Supplied passage:
_ _ _ _

Man I just cant believe how great Halo 3 is.. totally the best game ever..


----------



## Puff (Feb 14, 2005)

lol


----------



## hitler (Jun 4, 2006)

Puff said:


> lol


im glad you got it!!!


----------



## beercandan (Nov 3, 2004)

gonna pick it up tomorow


----------



## Scrappy (Oct 21, 2004)

Ohhh! Thanks for the review, I'll pick it when I get back from Hawaii.


----------



## hyphen (Apr 4, 2004)




----------



## mike123 (Jul 17, 2006)

COD 4 looks sick, but the next game im gonna buy is Mass Effect


----------



## Fry (Oct 9, 2005)

Its really good,graphics are phenomenal(currently playing on pc with settings maxed).Multiplayer is really good, I would have liked to see some more large and open maps for sniper though.Also in multiplayer the graphics are not quite as good as singleplayer for some reason.


----------



## Scrappy (Oct 21, 2004)

Anyone playing the one for the Wii? How is it?


----------



## mori0174 (Mar 31, 2004)

_ _ _ _

Pointing records:
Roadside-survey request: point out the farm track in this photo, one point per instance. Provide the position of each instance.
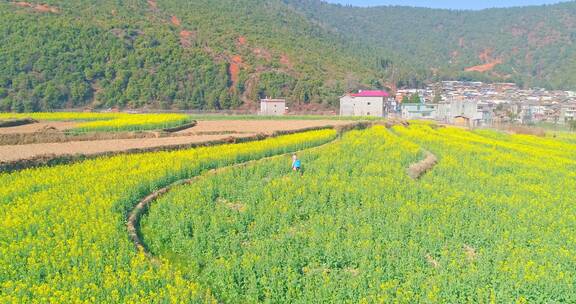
(417, 170)
(135, 215)
(205, 131)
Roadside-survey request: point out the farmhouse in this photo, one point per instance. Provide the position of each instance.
(363, 103)
(419, 110)
(568, 112)
(468, 113)
(272, 107)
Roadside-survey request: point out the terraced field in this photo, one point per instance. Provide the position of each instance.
(107, 122)
(493, 221)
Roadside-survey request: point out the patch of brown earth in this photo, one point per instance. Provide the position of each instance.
(489, 62)
(43, 8)
(227, 130)
(38, 127)
(19, 152)
(175, 21)
(186, 38)
(262, 53)
(415, 171)
(258, 126)
(542, 36)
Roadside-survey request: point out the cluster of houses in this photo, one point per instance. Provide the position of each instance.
(457, 102)
(466, 103)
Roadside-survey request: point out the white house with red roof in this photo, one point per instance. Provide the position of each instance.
(363, 103)
(272, 107)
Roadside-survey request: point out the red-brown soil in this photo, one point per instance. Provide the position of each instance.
(489, 62)
(186, 38)
(262, 53)
(38, 127)
(175, 21)
(258, 126)
(220, 130)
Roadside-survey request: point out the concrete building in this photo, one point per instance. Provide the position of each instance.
(272, 107)
(567, 112)
(419, 111)
(463, 112)
(363, 103)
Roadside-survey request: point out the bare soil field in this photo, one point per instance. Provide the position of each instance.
(38, 127)
(19, 152)
(205, 131)
(258, 126)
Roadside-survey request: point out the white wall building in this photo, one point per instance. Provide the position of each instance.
(363, 103)
(272, 107)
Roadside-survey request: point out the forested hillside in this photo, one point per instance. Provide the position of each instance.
(222, 54)
(533, 46)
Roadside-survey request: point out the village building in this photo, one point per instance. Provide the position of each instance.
(419, 110)
(468, 113)
(568, 112)
(272, 107)
(364, 103)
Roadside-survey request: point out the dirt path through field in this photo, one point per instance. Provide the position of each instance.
(133, 222)
(258, 126)
(205, 131)
(36, 127)
(19, 152)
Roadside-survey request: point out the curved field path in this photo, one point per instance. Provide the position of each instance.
(134, 216)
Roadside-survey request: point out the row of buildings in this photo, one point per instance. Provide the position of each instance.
(457, 102)
(466, 103)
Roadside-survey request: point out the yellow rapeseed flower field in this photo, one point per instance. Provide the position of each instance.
(492, 222)
(62, 229)
(92, 122)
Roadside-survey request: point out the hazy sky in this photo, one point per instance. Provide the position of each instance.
(454, 4)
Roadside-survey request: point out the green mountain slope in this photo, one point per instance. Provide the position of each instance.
(221, 54)
(202, 54)
(534, 46)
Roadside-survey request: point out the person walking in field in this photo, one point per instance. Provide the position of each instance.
(296, 164)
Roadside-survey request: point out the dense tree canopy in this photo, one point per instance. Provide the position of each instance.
(221, 54)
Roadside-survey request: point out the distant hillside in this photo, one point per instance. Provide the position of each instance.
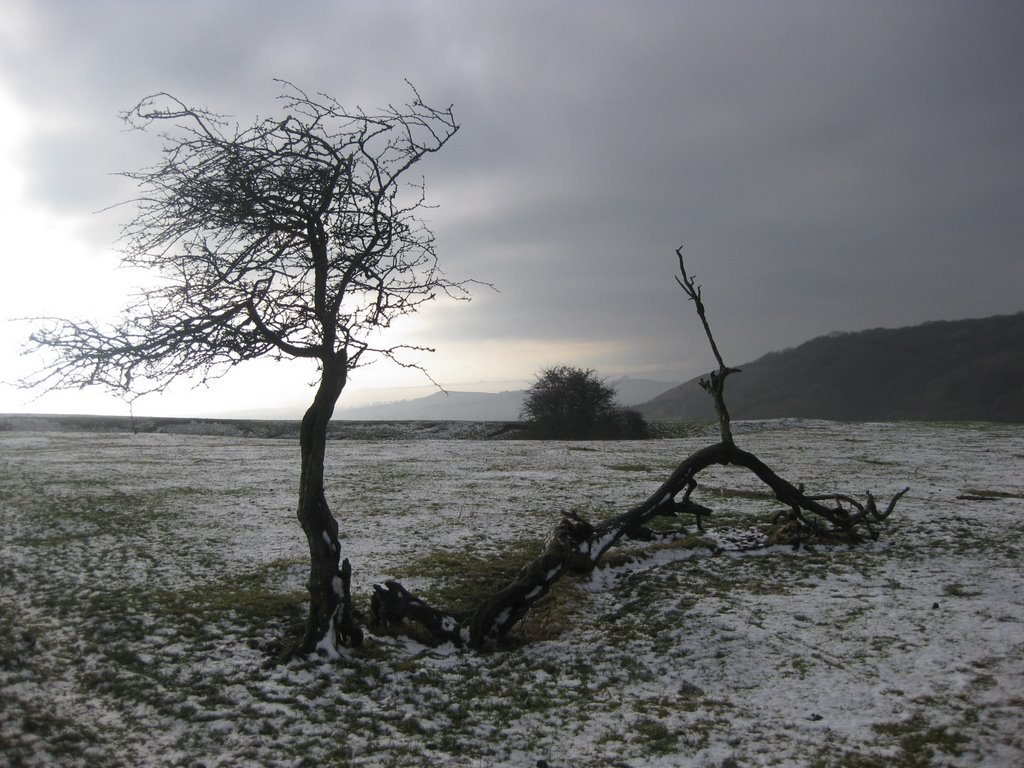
(965, 370)
(484, 406)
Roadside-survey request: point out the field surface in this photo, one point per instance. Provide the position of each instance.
(145, 581)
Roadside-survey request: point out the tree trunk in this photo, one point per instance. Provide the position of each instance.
(578, 546)
(330, 624)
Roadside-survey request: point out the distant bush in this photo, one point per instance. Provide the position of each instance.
(567, 402)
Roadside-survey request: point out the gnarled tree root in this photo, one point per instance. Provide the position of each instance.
(578, 546)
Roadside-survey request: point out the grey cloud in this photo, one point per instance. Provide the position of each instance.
(829, 166)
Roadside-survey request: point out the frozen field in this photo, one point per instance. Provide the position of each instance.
(144, 579)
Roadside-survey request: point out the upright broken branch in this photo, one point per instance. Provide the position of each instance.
(715, 383)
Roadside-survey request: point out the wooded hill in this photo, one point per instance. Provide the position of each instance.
(969, 370)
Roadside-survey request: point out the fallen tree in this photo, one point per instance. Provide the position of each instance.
(578, 546)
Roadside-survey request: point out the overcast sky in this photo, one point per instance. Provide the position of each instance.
(828, 166)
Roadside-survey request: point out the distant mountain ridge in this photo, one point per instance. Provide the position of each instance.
(970, 370)
(483, 406)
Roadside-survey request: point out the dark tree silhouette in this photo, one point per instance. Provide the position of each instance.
(568, 402)
(297, 237)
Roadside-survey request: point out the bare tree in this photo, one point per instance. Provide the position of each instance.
(297, 237)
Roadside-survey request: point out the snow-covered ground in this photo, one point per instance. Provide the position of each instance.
(139, 577)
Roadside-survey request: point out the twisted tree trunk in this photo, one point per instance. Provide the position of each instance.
(330, 624)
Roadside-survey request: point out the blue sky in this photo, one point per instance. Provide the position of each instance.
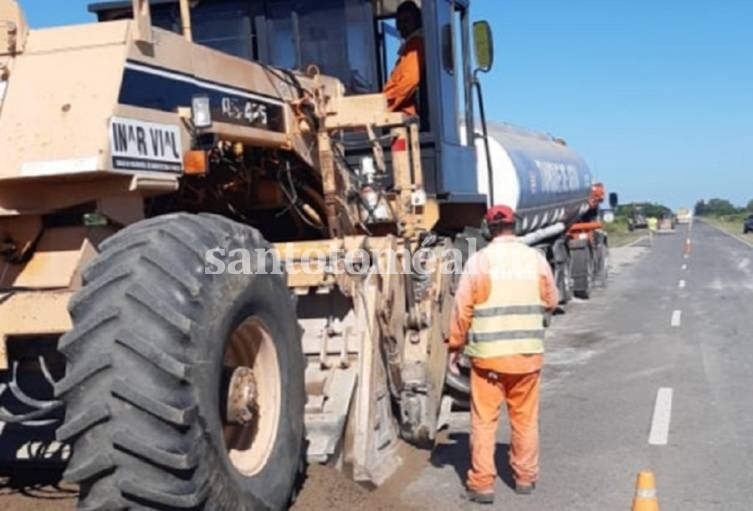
(656, 95)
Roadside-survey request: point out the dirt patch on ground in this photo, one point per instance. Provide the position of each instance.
(327, 489)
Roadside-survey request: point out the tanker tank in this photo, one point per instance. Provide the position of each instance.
(541, 177)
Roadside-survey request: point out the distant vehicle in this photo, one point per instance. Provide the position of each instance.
(748, 225)
(667, 223)
(684, 216)
(637, 220)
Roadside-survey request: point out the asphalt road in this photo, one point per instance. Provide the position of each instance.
(606, 363)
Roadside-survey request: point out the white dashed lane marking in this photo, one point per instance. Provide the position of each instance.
(659, 434)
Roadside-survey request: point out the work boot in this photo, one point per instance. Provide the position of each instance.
(525, 488)
(479, 497)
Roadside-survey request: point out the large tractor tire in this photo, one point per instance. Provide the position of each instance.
(184, 390)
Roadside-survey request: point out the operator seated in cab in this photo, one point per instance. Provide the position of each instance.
(403, 89)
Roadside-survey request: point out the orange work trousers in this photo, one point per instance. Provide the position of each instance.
(520, 392)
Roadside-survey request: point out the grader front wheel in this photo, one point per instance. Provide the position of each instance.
(183, 390)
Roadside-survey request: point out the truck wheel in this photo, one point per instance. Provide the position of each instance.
(583, 269)
(184, 390)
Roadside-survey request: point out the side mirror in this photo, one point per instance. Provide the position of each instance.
(614, 200)
(483, 43)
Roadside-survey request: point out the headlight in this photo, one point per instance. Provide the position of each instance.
(201, 112)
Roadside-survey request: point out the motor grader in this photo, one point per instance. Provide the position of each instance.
(136, 151)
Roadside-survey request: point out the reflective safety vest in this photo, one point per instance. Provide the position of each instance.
(511, 321)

_ _ _ _

What you should do:
Please extract the part of the video game forum thread between "## mike123 (Jul" and "for some reason.", inclusive.

Written solution:
## mike123 (Jul 17, 2006)

COD 4 looks sick, but the next game im gonna buy is Mass Effect


----------



## Fry (Oct 9, 2005)

Its really good,graphics are phenomenal(currently playing on pc with settings maxed).Multiplayer is really good, I would have liked to see some more large and open maps for sniper though.Also in multiplayer the graphics are not quite as good as singleplayer for some reason.